Please reproduce the material from its start through the line that contains "[0,195,400,228]", replacing "grandstand" with "spectator stand" and changing nothing else.

========================================================================

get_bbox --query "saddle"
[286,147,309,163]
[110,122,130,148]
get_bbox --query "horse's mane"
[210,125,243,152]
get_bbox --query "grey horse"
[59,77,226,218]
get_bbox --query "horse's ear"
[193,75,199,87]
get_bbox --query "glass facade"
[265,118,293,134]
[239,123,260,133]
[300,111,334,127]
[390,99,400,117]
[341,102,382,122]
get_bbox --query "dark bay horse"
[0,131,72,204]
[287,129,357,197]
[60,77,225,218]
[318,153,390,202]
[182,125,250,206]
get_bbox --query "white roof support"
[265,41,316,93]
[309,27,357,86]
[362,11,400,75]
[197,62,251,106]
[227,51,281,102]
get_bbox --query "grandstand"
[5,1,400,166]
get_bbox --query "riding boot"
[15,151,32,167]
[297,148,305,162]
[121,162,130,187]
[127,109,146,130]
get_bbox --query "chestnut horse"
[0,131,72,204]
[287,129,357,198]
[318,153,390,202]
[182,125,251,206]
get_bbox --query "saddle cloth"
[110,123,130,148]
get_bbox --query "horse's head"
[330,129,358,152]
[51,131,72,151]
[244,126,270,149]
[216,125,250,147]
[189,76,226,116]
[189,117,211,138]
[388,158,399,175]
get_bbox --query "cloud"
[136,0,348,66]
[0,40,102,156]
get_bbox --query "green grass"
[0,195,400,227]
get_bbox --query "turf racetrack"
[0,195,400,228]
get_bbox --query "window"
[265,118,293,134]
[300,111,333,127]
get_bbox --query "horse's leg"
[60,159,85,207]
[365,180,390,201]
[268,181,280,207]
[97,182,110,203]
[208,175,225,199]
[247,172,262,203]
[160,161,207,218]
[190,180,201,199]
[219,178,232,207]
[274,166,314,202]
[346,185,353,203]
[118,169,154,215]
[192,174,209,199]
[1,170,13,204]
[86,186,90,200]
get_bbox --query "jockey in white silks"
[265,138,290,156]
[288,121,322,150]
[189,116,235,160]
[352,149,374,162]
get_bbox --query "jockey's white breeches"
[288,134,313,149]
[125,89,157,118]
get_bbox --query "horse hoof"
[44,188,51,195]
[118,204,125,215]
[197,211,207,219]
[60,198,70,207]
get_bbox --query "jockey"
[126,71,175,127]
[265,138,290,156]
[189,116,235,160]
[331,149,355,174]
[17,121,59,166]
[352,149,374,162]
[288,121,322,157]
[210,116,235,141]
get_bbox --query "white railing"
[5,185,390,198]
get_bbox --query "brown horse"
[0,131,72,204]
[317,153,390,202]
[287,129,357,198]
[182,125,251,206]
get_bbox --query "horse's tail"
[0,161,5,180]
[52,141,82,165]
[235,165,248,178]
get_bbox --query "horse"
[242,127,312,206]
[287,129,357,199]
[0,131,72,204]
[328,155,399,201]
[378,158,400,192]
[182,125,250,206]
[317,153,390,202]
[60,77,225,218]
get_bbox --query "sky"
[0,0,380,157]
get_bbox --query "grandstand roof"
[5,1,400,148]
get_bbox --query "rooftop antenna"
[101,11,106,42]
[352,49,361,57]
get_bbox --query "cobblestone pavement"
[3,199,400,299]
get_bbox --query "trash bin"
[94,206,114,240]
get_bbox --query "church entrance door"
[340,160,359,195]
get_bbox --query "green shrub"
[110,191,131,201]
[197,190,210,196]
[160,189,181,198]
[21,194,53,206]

========================================================================

Solution -
get_bbox --query "saddle"
[286,147,309,163]
[110,122,130,148]
get_bbox --query "horse's mane"
[210,125,243,152]
get_bbox --query "grey horse"
[59,77,226,218]
get_bbox --query "horse's ear"
[193,75,199,87]
get_bbox --query "glass facade"
[265,118,293,134]
[239,123,260,133]
[300,111,334,127]
[390,99,400,117]
[341,102,382,122]
get_bbox --query "dark bay horse"
[0,131,72,204]
[287,129,357,197]
[60,77,225,218]
[318,153,390,202]
[182,125,250,206]
get_bbox --query "white roof support"
[265,41,316,93]
[309,27,357,86]
[362,11,400,75]
[197,62,251,106]
[227,51,281,102]
get_bbox --query "spectator stand"
[5,1,400,166]
get_bbox --query "riding boot"
[15,151,32,167]
[297,148,305,162]
[121,162,130,187]
[127,109,146,130]
get_bbox --query "chestnut horse"
[0,131,72,204]
[287,129,357,198]
[318,153,390,202]
[182,125,251,206]
get_bbox --query "saddle cloth"
[110,123,130,148]
get_bbox --query "horse's head"
[330,129,358,152]
[51,131,72,151]
[244,126,270,149]
[216,125,250,147]
[189,76,226,116]
[189,117,211,138]
[388,158,399,175]
get_bbox --query "cloud"
[136,0,348,66]
[0,40,102,156]
get_bbox --query "green grass"
[0,195,400,227]
get_bbox --query "turf racetrack"
[0,195,400,228]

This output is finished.